Experts to provide clarity on medicinal cannabis

An expert group is to devise guidelines to provide clarity for doctors and patients on the safe use of cannabinoid derivatives to treat people with severe epilepsy at a time when debate on its merits is high on the political agenda.

Experts to provide clarity on medicinal cannabis

While some cannabinoids showed promise in the treatment of severe epilepsy, others were “inadequately tested and known to be potentially harmful”, factors that had to be considered when “a new drug is used in a child’s developing brain”, said Dr Colin Doherty, consultant neurologist.

Dr Doherty, who heads up the National Clinical Programme for Epilepsy, said available evidence showed some cannabinoids held promise, particularly in children with Dravet Syndrome, a rare and severe form of epilepsy that begins in infancy.

**PROVIDED MATERIAL**
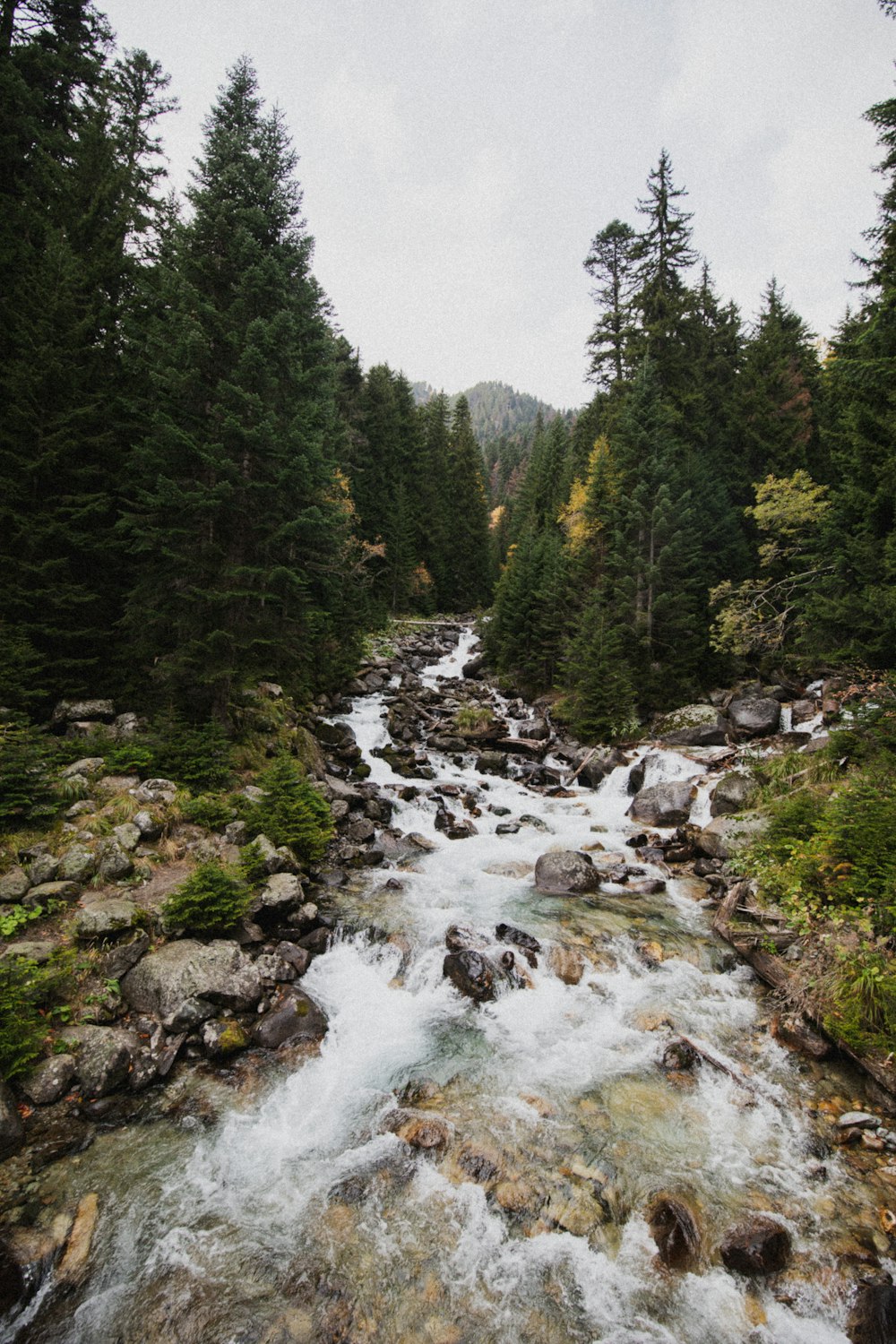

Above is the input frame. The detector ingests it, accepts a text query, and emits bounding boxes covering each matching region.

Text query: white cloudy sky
[98,0,896,406]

**TASKS TO PERFORM**
1. Quote the part of the medicinal cannabis article that opens with the words containing "An expert group" and closes with "begins in infancy.".
2. Decide whether each statement agrees with the medicinal cannabis article, answering yes or no and quoting the deciding words: (a) Dr Colin Doherty is a consultant neurologist. (b) Dravet Syndrome is a form of epilepsy that begins in adolescence. (c) The expert group's guidelines are meant to provide clarity for doctors and patients.

**SOLVED PROBLEMS**
1.
An expert group is to devise guidelines to provide clarity for doctors and patients on the safe use of cannabinoid derivatives to treat people with severe epilepsy at a time when debate on its merits is high on the political agenda.

Experts to provide clarity on medicinal cannabis

While some cannabinoids showed promise in the treatment of severe epilepsy, others were “inadequately tested and known to be potentially harmful”, factors that had to be considered when “a new drug is used in a child’s developing brain”, said Dr Colin Doherty, consultant neurologist.

Dr Doherty, who heads up the National Clinical Programme for Epilepsy, said available evidence showed some cannabinoids held promise, particularly in children with Dravet Syndrome, a rare and severe form of epilepsy that begins in infancy.

2.
(a) Yes: "said Dr Colin Doherty, consultant neurologist."
(b) No: "a rare and severe form of epilepsy that begins in infancy."
(c) Yes: "to provide clarity for doctors and patients"